## PAGE EXTRACT
● ● ● ● ●

Tour:Examples peek three (beginners)

From Groupprops
Jump to: navigation, search
This page is a Examples peek page, part of the Groupprops guided tour for beginners (Jump to beginning of tour)
PREVIOUS: Interdisciplinary problems three (beginners)| UP: Introduction three | NEXT: Introduction four (beginners)
PREVIOUS SECTION Examples peek: Examples peek two|NEXT SECTION Examples peek: Examples peek four
General instructions for the tour | Pedagogical notes for the tour | Pedagogical notes for this part

This page looks at concepts of subgroups, cosets, intersections and joins in a number of different contexts.

Real numbers and rational numbers

  1. Consider the group \mathbb{Q} of rational numbers under addition and the subgroup \mathbb{Z} of integers under addition. Prove that every coset of \mathbb{Z} in \mathbb{Q} has a unique representative in the interval [0,1), and that this establishes a bijection between the rational numbers in [0,1), and the coset space \mathbb{Q}/\mathbb{Z} of \mathbb{Z} in \mathbb{Q}.

● ● ● ● ●

## RAW RECORDS
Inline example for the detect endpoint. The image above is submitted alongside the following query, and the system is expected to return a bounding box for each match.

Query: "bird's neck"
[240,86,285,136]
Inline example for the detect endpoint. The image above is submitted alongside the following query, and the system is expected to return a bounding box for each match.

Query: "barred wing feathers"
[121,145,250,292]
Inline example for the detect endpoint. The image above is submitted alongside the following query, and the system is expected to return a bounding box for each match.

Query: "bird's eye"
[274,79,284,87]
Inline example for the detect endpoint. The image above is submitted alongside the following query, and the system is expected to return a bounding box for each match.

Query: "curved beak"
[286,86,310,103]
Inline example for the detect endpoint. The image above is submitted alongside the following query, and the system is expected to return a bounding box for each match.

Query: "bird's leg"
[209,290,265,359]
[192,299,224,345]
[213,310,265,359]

● ● ● ● ●

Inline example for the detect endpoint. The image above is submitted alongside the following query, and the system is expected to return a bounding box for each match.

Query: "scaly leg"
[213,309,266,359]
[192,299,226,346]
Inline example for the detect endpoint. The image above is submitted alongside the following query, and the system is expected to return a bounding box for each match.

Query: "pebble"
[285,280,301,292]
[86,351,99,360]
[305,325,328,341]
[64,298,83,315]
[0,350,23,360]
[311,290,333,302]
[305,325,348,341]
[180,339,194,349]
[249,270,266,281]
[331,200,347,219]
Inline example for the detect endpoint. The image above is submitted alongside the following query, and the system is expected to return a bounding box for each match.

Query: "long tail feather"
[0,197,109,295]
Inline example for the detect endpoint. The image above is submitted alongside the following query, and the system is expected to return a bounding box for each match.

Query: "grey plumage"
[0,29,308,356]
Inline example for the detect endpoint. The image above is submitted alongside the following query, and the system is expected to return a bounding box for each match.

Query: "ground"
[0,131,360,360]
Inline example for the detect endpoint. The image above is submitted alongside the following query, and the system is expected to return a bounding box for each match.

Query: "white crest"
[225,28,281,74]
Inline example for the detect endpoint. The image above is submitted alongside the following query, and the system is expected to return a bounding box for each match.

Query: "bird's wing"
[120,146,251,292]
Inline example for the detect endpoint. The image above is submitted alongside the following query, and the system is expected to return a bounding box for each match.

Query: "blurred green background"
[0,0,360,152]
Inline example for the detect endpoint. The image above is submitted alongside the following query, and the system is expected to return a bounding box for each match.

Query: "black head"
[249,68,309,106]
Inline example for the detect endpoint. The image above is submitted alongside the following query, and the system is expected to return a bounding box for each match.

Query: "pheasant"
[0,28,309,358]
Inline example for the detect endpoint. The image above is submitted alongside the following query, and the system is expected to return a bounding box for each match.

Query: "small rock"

● ● ● ● ●

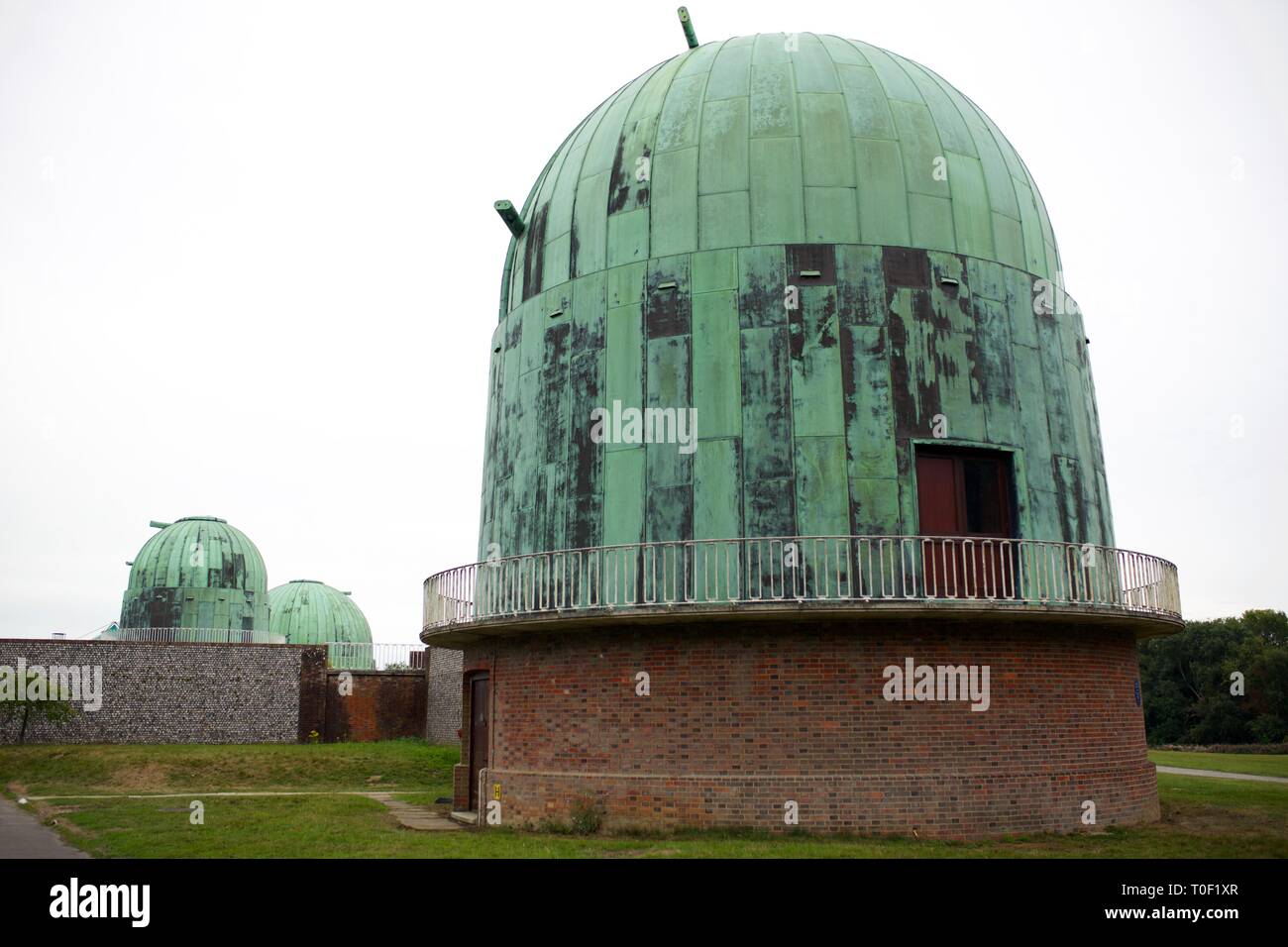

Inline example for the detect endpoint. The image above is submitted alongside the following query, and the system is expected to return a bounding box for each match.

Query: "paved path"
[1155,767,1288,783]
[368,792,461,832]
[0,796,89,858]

● ● ● ● ●

## DIRECTIONS FOR THIS TASK
Pick up the Groupprops tour page on subgroups and cosets after its last sentence and continue writing it. The data above is separate material and has no connection to the text.

## TASK RESULT
  2. Consider the group \R of reals under addition and the subgroup \mathbb{Z} of integers under addition. Prove that every coset of \mathbb{Z} in \mathbb{R} has a unique representative in the interval [0,1), and that this establishes a bijection between [0,1) and the coset space \R/\mathbb{Z}.
  3. Prove that the coset space \R/\mathbb{Q} is uncountable. Further, prove that every coset intersects every open interval (a,b) in \mathbb{R}.

Modular arithmetic

Monoids and Lagrange's theorem

  1. Consider the monoid of integers mod 12 under multiplication. The elements of this monoid are the integers from 0 to 11, and the multiplication is defined as usual multiplication followed by taking the remainder modulo 12. Find submonoids of this monoid, whose cardinality is not a factor of 12. Thus, prove that the order of a submonoid may not divide the order of the monoid.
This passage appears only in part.